* _SHORT EXERCISE_
Copy out every line of the records below word for word, but leave the pictures out.

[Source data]
+ + + + +
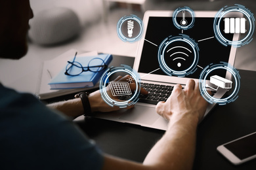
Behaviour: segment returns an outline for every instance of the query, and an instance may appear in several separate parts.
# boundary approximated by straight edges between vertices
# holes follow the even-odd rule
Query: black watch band
[[[85,116],[91,116],[91,105],[90,105],[90,102],[89,101],[88,95],[89,95],[88,92],[81,92],[75,95],[75,98],[80,97],[81,101],[82,101]]]

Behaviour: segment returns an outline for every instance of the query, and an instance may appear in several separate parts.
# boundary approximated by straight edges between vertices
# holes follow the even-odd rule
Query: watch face
[[[140,39],[143,33],[142,21],[135,15],[123,16],[117,23],[117,32],[121,40],[134,42]]]

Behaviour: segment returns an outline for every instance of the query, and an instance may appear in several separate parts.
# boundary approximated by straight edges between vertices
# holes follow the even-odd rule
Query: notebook
[[[74,57],[68,61],[72,62],[73,60]],[[80,73],[80,69],[87,69],[90,63],[93,65],[104,65],[105,64],[106,66],[108,66],[112,60],[112,56],[110,54],[98,54],[96,56],[79,57],[75,58],[74,65],[81,64],[81,65],[78,65],[77,66],[79,67],[74,66],[73,67],[74,68],[73,70],[78,70]],[[83,68],[82,69],[82,67]],[[66,71],[66,66],[65,65],[58,74],[53,78],[49,84],[52,90],[93,87],[100,80],[101,75],[106,69],[91,67],[91,69],[93,69],[93,71],[83,71],[79,75],[75,76],[66,75],[64,74]],[[100,71],[98,71],[99,70]],[[75,74],[77,73],[75,73]]]
[[[139,44],[137,55],[133,69],[138,71],[142,83],[174,86],[180,84],[184,86],[189,78],[198,82],[200,73],[208,65],[220,61],[234,65],[236,48],[223,46],[215,37],[213,20],[217,11],[194,11],[195,22],[193,27],[183,30],[183,34],[189,36],[198,43],[200,58],[196,71],[183,77],[167,75],[160,68],[158,60],[159,46],[170,35],[177,36],[182,30],[177,29],[173,22],[173,11],[147,11],[143,23],[144,31]],[[229,38],[238,41],[239,34],[230,34]],[[228,71],[223,70],[219,75],[230,79]],[[221,98],[227,90],[218,90],[215,97]],[[209,104],[205,116],[216,105]],[[96,114],[96,116],[119,122],[140,125],[154,129],[166,130],[167,122],[159,116],[155,110],[156,105],[140,101],[130,110],[121,110],[110,114]]]
[[[48,84],[51,79],[54,77],[63,69],[67,63],[67,61],[74,56],[76,52],[78,52],[77,58],[80,56],[89,56],[98,55],[98,52],[93,51],[85,52],[83,50],[70,49],[68,51],[60,54],[53,60],[45,61],[41,65],[39,73],[37,88],[35,92],[40,99],[45,99],[55,97],[62,95],[77,93],[81,91],[89,90],[93,88],[98,88],[98,83],[93,88],[64,89],[64,90],[51,90]]]

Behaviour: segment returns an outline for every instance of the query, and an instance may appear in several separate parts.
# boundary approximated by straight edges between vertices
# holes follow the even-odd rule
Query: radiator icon
[[[232,88],[232,82],[218,75],[214,75],[210,76],[210,83],[213,84],[216,86],[218,86],[217,88],[214,88],[208,85],[208,84],[205,84],[205,87],[210,88],[215,90],[217,90],[219,88],[224,88],[224,89],[230,89]]]
[[[225,33],[245,33],[247,31],[244,18],[225,18],[224,22]]]

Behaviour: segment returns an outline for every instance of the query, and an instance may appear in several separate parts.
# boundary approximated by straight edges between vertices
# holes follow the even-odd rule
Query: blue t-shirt
[[[72,121],[0,84],[0,169],[100,169],[103,162]]]

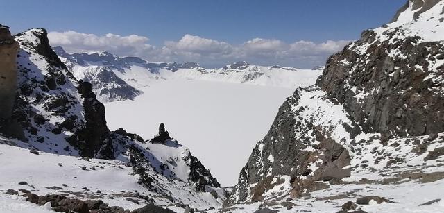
+ + + + +
* _OUTPUT FOR THIS TASK_
Behaviour: segment returns an outline for every instance of the query, and an instance may appear in several separate parts.
# boundary approximated by straight edges between vertices
# holes follow the even-odd rule
Query: black watch band
[[[85,116],[91,116],[91,105],[90,105],[90,102],[89,101],[88,95],[89,95],[88,92],[81,92],[75,95],[75,98],[80,97],[81,101],[82,101]]]

Behaviour: segment returns an outline for every instance of the query, and an instance may appear in several separate parts.
# boundary approximated by straight edges between vertices
# holes follow the even-odd rule
Query: watch face
[[[140,39],[143,33],[142,21],[135,15],[123,16],[117,23],[117,32],[121,40],[134,42]]]

Behaviour: segment returns an outline for every instance of the query, and an instance may appear in several separate parts.
# boundary approximated by straight edges between vertices
# holes follow the even-odd rule
Query: notebook
[[[74,57],[68,61],[72,62],[73,60]],[[80,73],[80,69],[87,69],[90,63],[93,65],[104,65],[105,64],[106,66],[108,66],[112,60],[112,56],[110,54],[98,54],[96,56],[79,57],[75,58],[74,65],[81,64],[81,65],[78,65],[77,66],[79,67],[74,66],[73,67],[74,68],[73,70],[78,70]],[[83,68],[82,69],[82,67]],[[66,71],[66,66],[65,65],[58,74],[53,78],[49,84],[52,90],[93,87],[100,80],[101,75],[106,69],[91,67],[91,69],[93,69],[93,71],[83,71],[79,75],[75,76],[66,75],[64,74]],[[100,71],[98,71],[99,70]],[[75,74],[77,73],[75,73]]]
[[[139,44],[137,55],[133,69],[138,71],[142,83],[174,86],[180,84],[184,86],[189,78],[198,82],[200,73],[208,65],[220,61],[234,65],[236,48],[223,46],[215,37],[213,20],[217,11],[194,11],[195,22],[193,27],[183,30],[183,34],[189,36],[198,43],[200,58],[196,71],[183,77],[167,75],[160,68],[158,60],[159,46],[170,35],[177,36],[182,30],[177,29],[173,22],[173,11],[147,11],[143,23],[144,31]],[[229,38],[238,41],[239,34],[230,34]],[[228,71],[223,70],[219,75],[230,79]],[[221,98],[227,90],[218,90],[215,97]],[[209,104],[205,116],[216,105]],[[96,114],[96,116],[119,122],[140,125],[154,129],[166,130],[167,122],[159,116],[155,110],[156,105],[140,101],[130,110],[121,110],[110,114]]]
[[[48,84],[51,79],[54,77],[63,69],[67,63],[67,61],[74,56],[76,52],[78,52],[77,58],[80,56],[89,56],[98,55],[98,52],[93,51],[85,52],[83,50],[70,49],[68,51],[60,54],[53,60],[45,61],[41,65],[39,73],[37,88],[35,92],[40,99],[45,99],[55,97],[62,95],[77,93],[81,91],[89,90],[93,88],[98,88],[98,83],[93,88],[64,89],[64,90],[51,90]]]

Behaviour: segment returns an outline for every instance of the query, and an instance may appear in several separate parts.
# boundary approximated by straight edges between vertices
# holes follow the even-odd rule
Query: radiator icon
[[[232,88],[232,82],[218,75],[214,75],[210,76],[210,83],[213,84],[216,86],[218,86],[217,88],[214,88],[208,85],[208,84],[205,84],[205,87],[210,88],[215,90],[217,90],[219,88],[224,88],[224,89],[230,89]]]
[[[225,33],[245,33],[247,31],[244,18],[225,18],[224,22]]]

Behaviour: segment returns an outline for every instance of the query, and an instance may appear in several separate parts.
# boundary approximated by straight edges between vertices
# holes follow the even-odd rule
Query: blue t-shirt
[[[72,121],[0,84],[0,169],[100,169],[103,162]]]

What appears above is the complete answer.